**What you are asked to do:** Copy out every line of the records below word for word, leaving out the pictures.

— start Supplied records —

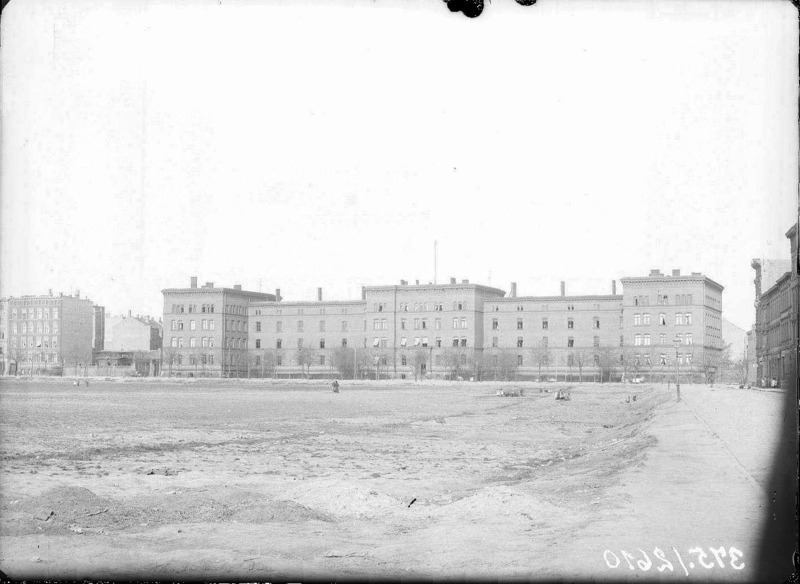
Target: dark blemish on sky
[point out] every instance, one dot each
(473, 8)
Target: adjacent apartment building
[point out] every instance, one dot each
(206, 330)
(776, 319)
(659, 324)
(48, 332)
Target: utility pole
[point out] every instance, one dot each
(435, 260)
(677, 343)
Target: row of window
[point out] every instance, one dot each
(663, 300)
(683, 358)
(35, 343)
(38, 313)
(681, 318)
(644, 339)
(546, 323)
(206, 308)
(205, 324)
(422, 306)
(177, 342)
(31, 327)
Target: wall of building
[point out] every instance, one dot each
(668, 308)
(205, 330)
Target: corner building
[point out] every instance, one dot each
(396, 331)
(558, 336)
(673, 322)
(205, 330)
(47, 333)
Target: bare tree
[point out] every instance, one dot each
(608, 359)
(344, 362)
(15, 356)
(629, 363)
(419, 359)
(542, 355)
(269, 360)
(168, 355)
(306, 356)
(451, 358)
(581, 358)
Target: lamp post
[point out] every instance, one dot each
(677, 343)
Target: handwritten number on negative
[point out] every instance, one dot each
(701, 556)
(628, 559)
(735, 555)
(644, 564)
(659, 553)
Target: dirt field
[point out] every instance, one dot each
(267, 481)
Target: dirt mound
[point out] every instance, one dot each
(341, 499)
(501, 504)
(66, 503)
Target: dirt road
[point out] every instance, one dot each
(263, 481)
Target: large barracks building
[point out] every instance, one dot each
(661, 325)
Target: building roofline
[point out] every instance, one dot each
(204, 290)
(275, 303)
(668, 278)
(557, 298)
(477, 287)
(785, 276)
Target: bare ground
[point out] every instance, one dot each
(262, 480)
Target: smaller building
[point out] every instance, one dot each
(48, 333)
(3, 335)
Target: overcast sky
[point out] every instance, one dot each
(304, 144)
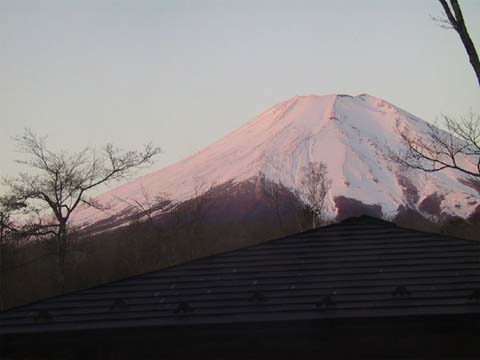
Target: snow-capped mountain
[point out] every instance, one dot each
(351, 135)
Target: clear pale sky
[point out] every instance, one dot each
(185, 73)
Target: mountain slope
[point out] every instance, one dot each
(349, 134)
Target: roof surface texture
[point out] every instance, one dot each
(360, 268)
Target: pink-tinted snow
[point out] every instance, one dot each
(349, 134)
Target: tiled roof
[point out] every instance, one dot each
(360, 268)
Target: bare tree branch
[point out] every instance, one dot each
(456, 21)
(457, 148)
(58, 182)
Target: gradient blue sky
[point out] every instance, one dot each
(185, 73)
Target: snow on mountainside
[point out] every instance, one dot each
(349, 134)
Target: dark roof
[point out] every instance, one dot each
(360, 268)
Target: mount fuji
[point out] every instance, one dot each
(351, 135)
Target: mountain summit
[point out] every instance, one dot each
(351, 135)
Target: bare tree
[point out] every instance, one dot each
(314, 187)
(457, 148)
(454, 20)
(58, 182)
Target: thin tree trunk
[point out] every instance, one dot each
(458, 23)
(62, 250)
(2, 268)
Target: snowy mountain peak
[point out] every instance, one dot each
(348, 133)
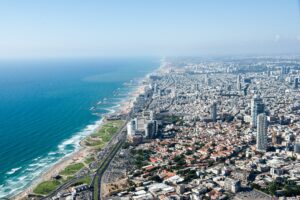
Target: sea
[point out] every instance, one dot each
(48, 105)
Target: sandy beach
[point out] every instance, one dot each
(80, 154)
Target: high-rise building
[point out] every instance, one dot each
(238, 83)
(151, 129)
(262, 133)
(213, 112)
(296, 83)
(257, 107)
(297, 145)
(131, 127)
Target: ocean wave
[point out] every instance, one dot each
(14, 170)
(33, 170)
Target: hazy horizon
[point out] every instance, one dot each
(51, 29)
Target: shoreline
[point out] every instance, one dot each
(83, 151)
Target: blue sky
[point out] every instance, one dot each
(73, 28)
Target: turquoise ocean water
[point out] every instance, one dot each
(45, 110)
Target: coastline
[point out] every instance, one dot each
(83, 151)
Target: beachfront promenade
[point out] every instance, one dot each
(105, 157)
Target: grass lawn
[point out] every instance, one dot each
(104, 134)
(46, 187)
(85, 180)
(89, 160)
(72, 169)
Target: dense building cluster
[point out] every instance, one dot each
(216, 129)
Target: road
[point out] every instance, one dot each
(105, 156)
(96, 183)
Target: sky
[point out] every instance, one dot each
(96, 28)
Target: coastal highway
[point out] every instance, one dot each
(108, 152)
(96, 183)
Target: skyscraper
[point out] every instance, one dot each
(257, 107)
(213, 112)
(238, 83)
(262, 131)
(296, 83)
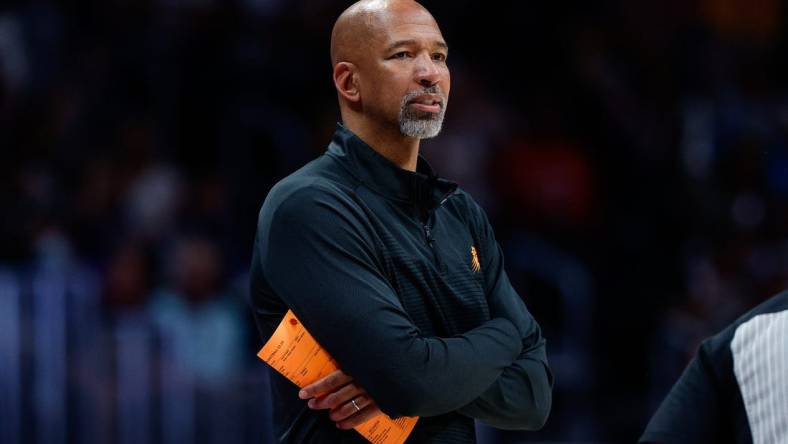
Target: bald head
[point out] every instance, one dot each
(362, 22)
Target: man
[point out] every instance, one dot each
(735, 390)
(394, 271)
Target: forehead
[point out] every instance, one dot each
(409, 24)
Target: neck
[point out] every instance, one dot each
(389, 142)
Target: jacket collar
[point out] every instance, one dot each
(423, 188)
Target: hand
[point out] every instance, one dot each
(350, 404)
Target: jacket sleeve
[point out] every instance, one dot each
(520, 399)
(318, 255)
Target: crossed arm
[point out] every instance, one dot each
(495, 372)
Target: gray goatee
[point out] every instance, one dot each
(420, 124)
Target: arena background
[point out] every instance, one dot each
(631, 154)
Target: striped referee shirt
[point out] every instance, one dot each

— end Supplied records —

**Answer:**
Target: dark blemish on sky
[point out] every instance, one dot each
(473, 8)
Target: adjacent apartment building
[point out] every instance, one dot each
(206, 330)
(776, 319)
(659, 324)
(48, 332)
Target: utility pole
[point out] every instance, one dot each
(435, 260)
(677, 343)
Target: row of window
[point out] every instance, one dot each
(663, 300)
(683, 358)
(35, 343)
(38, 313)
(681, 318)
(644, 339)
(546, 323)
(206, 308)
(205, 324)
(422, 306)
(177, 342)
(31, 327)
Target: wall of building
[point out] every instance, one dot each
(668, 308)
(205, 330)
Target: corner building
[point out] every instance, one dot each
(396, 331)
(558, 336)
(673, 322)
(205, 330)
(47, 333)
Target: bare tree
[point out] every instance, one dot each
(608, 359)
(344, 362)
(15, 356)
(629, 363)
(419, 359)
(542, 355)
(269, 360)
(168, 355)
(306, 356)
(451, 358)
(581, 358)
Target: lamp post
[point out] every instance, one dot each
(677, 343)
Target: handwritten number on negative
[point out] every instance, one dot each
(701, 556)
(628, 559)
(735, 555)
(644, 564)
(659, 553)
Target: dirt field
[point out] every instance, one dot each
(267, 481)
Target: dirt mound
[point out] every instance, one dot each
(341, 499)
(501, 504)
(66, 503)
Target: dirt road
[point out] every instance, one dot each
(263, 481)
Target: large barracks building
[point out] every instance, one dot each
(661, 325)
Target: building roofline
[point out] every instance, one dot each
(204, 290)
(275, 303)
(668, 278)
(557, 298)
(477, 287)
(785, 276)
Target: bare ground
[point out] every instance, one dot each
(262, 480)
Target: smaller building
[point out] every instance, one dot each
(48, 333)
(3, 335)
Target: overcast sky
[point out] every instance, one dot each
(304, 144)
Target: snow-capped mountain
[point out] every instance, one dot each
(351, 135)
Target: clear pale sky
[point out] every instance, one dot each
(185, 73)
Target: mountain slope
[point out] every instance, one dot each
(349, 134)
Target: roof surface texture
[point out] every instance, one dot each
(360, 268)
Target: pink-tinted snow
[point out] every instance, one dot each
(349, 134)
Target: tiled roof
[point out] every instance, one dot each
(360, 268)
Target: bare tree branch
[point out] every instance, one dot each
(456, 21)
(457, 148)
(58, 182)
Target: gradient blue sky
[point out] every instance, one dot each
(185, 73)
Target: snow on mountainside
[point out] every instance, one dot each
(349, 134)
Target: dark roof
[point out] every instance, one dot each
(360, 268)
Target: mount fuji
[point out] every instance, one dot each
(351, 135)
Target: mountain summit
[point out] every instance, one dot each
(351, 135)
Target: bare tree
[point out] every instance, one dot each
(314, 187)
(457, 148)
(454, 20)
(58, 182)
Target: thin tree trunk
[point out] every instance, one dot each
(458, 23)
(62, 250)
(2, 268)
Target: snowy mountain peak
[point out] every instance, one dot each
(348, 133)
Target: sea
[point out] every instance, one dot each
(48, 105)
Target: sandy beach
[point out] every instance, one dot each
(80, 154)
Target: high-rise building
[point out] every instance, one dot each
(238, 83)
(151, 129)
(262, 133)
(213, 112)
(296, 83)
(257, 107)
(297, 145)
(131, 127)
Target: ocean wave
[point out] every instance, one dot each
(14, 170)
(33, 170)
Target: hazy horizon
[point out] every instance, one dot each
(51, 29)
Target: shoreline
[point out] every instance, one dot each
(83, 151)
Target: blue sky
[point out] every instance, one dot each
(73, 28)
Target: turquoise ocean water
[point out] every instance, one dot each
(45, 110)
Target: coastline
[point out] every instance, one dot each
(83, 151)
Target: beachfront promenade
[point out] every instance, one dot each
(105, 157)
Target: grass lawn
[point out] every instance, one dot each
(104, 134)
(46, 187)
(85, 180)
(89, 160)
(72, 169)
Target: dense building cluster
[point out] every instance, one dot each
(216, 129)
Target: road
[point out] every instance, one dot each
(105, 156)
(96, 183)
Target: sky
[point out] every instance, one dot each
(96, 28)
Target: coastal highway
[point out] every instance, one dot each
(108, 152)
(96, 183)
Target: skyscraper
[point out] every instance, one dot each
(257, 107)
(213, 112)
(238, 83)
(262, 131)
(296, 83)
Target: bald head
[point out] every instance, one dot each
(362, 22)
Target: man
[point out] every instance, one dot each
(735, 390)
(394, 271)
Target: forehead
[point out] every instance, one dot each
(409, 24)
Target: neck
[point out] every instance, one dot each
(389, 142)
Target: jacket collar
[point out] every instance, one dot each
(423, 188)
Target: hand
[point out] every instance, one dot each
(350, 404)
Target: jacket sleeve
[point out] every instance, one dot each
(520, 399)
(318, 255)
Target: crossed arm
[point out] every instance, one dot each
(495, 372)
Target: gray goatee
[point out] every instance, one dot each
(420, 124)
Target: arena background
[point out] every instance, one dot each
(631, 154)
Target: striped referee shirt
[point out] every instance, one dot each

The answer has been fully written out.